## Your goal
Reproduce every one of the items below word for word, omitting the pictures.
--- START ---
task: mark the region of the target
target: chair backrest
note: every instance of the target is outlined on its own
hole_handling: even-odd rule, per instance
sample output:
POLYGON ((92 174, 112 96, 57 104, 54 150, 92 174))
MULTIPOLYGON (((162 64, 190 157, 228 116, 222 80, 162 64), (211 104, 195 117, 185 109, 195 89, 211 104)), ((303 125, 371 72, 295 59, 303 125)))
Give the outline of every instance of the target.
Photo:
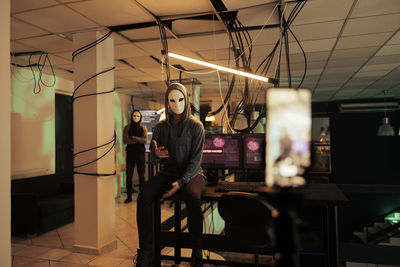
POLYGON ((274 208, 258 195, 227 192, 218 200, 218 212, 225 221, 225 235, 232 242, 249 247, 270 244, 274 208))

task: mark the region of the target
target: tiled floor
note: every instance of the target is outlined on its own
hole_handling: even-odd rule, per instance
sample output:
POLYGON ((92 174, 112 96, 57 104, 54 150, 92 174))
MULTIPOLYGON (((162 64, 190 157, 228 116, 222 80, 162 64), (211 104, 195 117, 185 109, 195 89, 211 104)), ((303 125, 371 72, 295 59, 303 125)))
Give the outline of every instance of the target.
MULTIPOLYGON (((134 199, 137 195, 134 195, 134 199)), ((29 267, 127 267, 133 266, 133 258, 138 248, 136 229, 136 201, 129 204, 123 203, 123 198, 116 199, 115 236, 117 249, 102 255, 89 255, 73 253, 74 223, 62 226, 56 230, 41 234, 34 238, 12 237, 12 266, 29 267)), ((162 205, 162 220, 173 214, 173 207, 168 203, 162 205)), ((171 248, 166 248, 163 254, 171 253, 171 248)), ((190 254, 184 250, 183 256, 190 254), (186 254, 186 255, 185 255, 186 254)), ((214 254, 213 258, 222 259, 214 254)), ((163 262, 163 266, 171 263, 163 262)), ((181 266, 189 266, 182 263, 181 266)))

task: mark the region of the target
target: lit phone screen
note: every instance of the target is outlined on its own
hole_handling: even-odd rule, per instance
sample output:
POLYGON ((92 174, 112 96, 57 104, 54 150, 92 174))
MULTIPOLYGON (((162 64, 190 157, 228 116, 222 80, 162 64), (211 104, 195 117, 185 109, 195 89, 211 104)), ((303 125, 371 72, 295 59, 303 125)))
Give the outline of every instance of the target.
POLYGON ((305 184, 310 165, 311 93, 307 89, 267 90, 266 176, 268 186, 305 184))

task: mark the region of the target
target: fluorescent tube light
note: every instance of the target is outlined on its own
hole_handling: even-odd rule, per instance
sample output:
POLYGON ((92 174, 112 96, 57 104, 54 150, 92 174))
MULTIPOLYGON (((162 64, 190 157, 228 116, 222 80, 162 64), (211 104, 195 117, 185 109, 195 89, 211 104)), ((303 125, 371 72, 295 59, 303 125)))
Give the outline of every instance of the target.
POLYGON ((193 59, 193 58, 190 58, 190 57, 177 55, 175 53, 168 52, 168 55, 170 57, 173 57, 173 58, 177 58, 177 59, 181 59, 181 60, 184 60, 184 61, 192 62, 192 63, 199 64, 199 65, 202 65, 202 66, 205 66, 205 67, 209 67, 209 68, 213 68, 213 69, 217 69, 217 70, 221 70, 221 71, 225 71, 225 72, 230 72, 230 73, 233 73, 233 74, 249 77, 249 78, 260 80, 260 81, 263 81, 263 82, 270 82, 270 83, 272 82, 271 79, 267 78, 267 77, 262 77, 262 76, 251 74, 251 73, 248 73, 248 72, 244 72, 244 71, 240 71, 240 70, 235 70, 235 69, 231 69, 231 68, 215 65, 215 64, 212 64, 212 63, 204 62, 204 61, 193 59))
--- END ---
## Written response
task: mark the region of the target
target: chair backrest
note: every instance of the target is outlined on its own
hole_handling: even-odd rule, per instance
sample output:
POLYGON ((92 174, 112 96, 57 104, 54 150, 92 174))
MULTIPOLYGON (((162 64, 190 157, 228 116, 222 80, 162 64), (211 104, 195 117, 185 109, 195 89, 211 104)), ((303 125, 371 72, 295 59, 303 125)))
Give the outline of every instance of the target.
Photo:
POLYGON ((274 208, 258 195, 227 192, 218 200, 218 212, 225 221, 225 235, 232 242, 249 247, 270 244, 274 208))

task: mark the region of the target
target: tiled floor
note: every instance of the target is outlined on its own
hole_handling: even-odd rule, per instance
sample output:
POLYGON ((92 174, 112 96, 57 104, 54 150, 92 174))
MULTIPOLYGON (((162 64, 190 157, 228 116, 222 80, 162 64), (211 104, 195 117, 185 109, 195 89, 211 104)), ((303 125, 371 72, 295 59, 303 125)))
Give the outline of every instance of the target.
MULTIPOLYGON (((134 199, 137 195, 134 195, 134 199)), ((29 267, 127 267, 133 266, 133 258, 138 248, 136 229, 136 201, 129 204, 123 203, 123 198, 116 199, 115 236, 117 249, 102 255, 89 255, 73 253, 74 223, 62 226, 56 230, 41 234, 34 238, 12 237, 12 266, 29 267)), ((162 205, 162 220, 173 214, 173 207, 168 203, 162 205)), ((171 248, 166 248, 163 254, 171 253, 171 248)), ((190 254, 184 250, 183 256, 190 254), (186 254, 186 255, 185 255, 186 254)), ((214 254, 213 258, 222 259, 214 254)), ((163 262, 163 266, 171 263, 163 262)), ((181 266, 189 266, 182 263, 181 266)))

task: mark the region of the target
target: lit phone screen
note: every instance of the target is outlined on its own
hole_handling: even-odd rule, per instance
sample output:
POLYGON ((92 174, 112 96, 57 104, 54 150, 92 174))
MULTIPOLYGON (((162 64, 190 157, 228 116, 222 80, 162 64), (211 104, 195 117, 185 109, 195 89, 211 104)), ((303 125, 371 72, 295 59, 303 125)))
Give the outline of every instance of the target.
POLYGON ((305 184, 310 165, 311 93, 307 89, 267 90, 266 176, 268 186, 305 184))

task: mark the region of the target
target: fluorescent tube light
note: every instance of the target is outlined on its own
hole_handling: even-odd rule, per instance
sample output:
POLYGON ((92 174, 112 96, 57 104, 54 150, 92 174))
MULTIPOLYGON (((162 64, 190 157, 228 116, 222 80, 162 64), (211 104, 195 117, 185 109, 195 89, 211 104)), ((303 125, 371 72, 295 59, 303 125)))
Give the outline of every instance of the target.
POLYGON ((193 59, 193 58, 190 58, 190 57, 177 55, 175 53, 168 52, 168 55, 170 57, 173 57, 173 58, 177 58, 177 59, 181 59, 181 60, 184 60, 184 61, 192 62, 192 63, 199 64, 199 65, 202 65, 202 66, 205 66, 205 67, 209 67, 209 68, 213 68, 213 69, 217 69, 217 70, 221 70, 221 71, 225 71, 225 72, 230 72, 230 73, 233 73, 233 74, 249 77, 249 78, 260 80, 260 81, 263 81, 263 82, 270 82, 270 83, 272 82, 271 79, 267 78, 267 77, 262 77, 262 76, 251 74, 251 73, 248 73, 248 72, 244 72, 244 71, 240 71, 240 70, 235 70, 235 69, 231 69, 231 68, 215 65, 215 64, 212 64, 212 63, 204 62, 204 61, 193 59))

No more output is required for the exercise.